Once the line containing "Mark the stainless" is found, copy it and each subsequent line exactly. Stop at the end of the records below.

═════ Given data

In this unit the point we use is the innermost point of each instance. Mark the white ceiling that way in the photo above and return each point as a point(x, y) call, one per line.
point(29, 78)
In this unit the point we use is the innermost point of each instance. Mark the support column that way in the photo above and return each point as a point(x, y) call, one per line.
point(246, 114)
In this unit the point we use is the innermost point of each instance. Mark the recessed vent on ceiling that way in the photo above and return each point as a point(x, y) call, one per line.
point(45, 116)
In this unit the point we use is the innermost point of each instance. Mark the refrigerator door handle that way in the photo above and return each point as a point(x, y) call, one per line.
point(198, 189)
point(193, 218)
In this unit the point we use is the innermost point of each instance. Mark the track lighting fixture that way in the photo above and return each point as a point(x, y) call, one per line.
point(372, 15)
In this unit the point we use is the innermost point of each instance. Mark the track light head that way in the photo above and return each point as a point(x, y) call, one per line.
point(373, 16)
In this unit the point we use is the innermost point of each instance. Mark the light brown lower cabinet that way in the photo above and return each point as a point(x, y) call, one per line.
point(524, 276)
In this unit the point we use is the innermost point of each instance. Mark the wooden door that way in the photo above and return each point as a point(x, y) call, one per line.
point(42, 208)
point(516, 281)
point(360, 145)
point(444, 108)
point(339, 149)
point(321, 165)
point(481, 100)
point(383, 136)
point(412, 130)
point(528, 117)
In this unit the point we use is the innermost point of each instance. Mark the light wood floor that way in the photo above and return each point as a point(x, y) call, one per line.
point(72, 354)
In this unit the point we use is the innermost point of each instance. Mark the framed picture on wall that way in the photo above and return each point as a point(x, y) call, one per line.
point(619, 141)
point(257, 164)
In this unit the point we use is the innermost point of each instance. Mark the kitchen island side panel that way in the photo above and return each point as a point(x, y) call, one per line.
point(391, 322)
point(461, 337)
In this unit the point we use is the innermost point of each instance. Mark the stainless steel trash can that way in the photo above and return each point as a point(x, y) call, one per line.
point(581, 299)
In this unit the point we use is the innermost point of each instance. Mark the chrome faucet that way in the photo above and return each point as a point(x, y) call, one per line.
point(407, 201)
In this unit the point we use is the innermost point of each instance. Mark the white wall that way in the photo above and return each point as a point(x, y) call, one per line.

══════════

== Exercise solution ==
In this unit the point we use is the innermost point of each instance. Mark the stainless steel trash can that way in the photo above and return each point as a point(x, y) call, one per line.
point(581, 299)
In this unit the point we use is the innermost point of each instance. Mark the chrome faucet that way in the photo above and return each point as a point(x, y) call, one per line.
point(407, 201)
In this unit the point we use is the innermost point of each instance. Mark the white wall that way in the photo above and return each point as a point(x, y) call, one per line.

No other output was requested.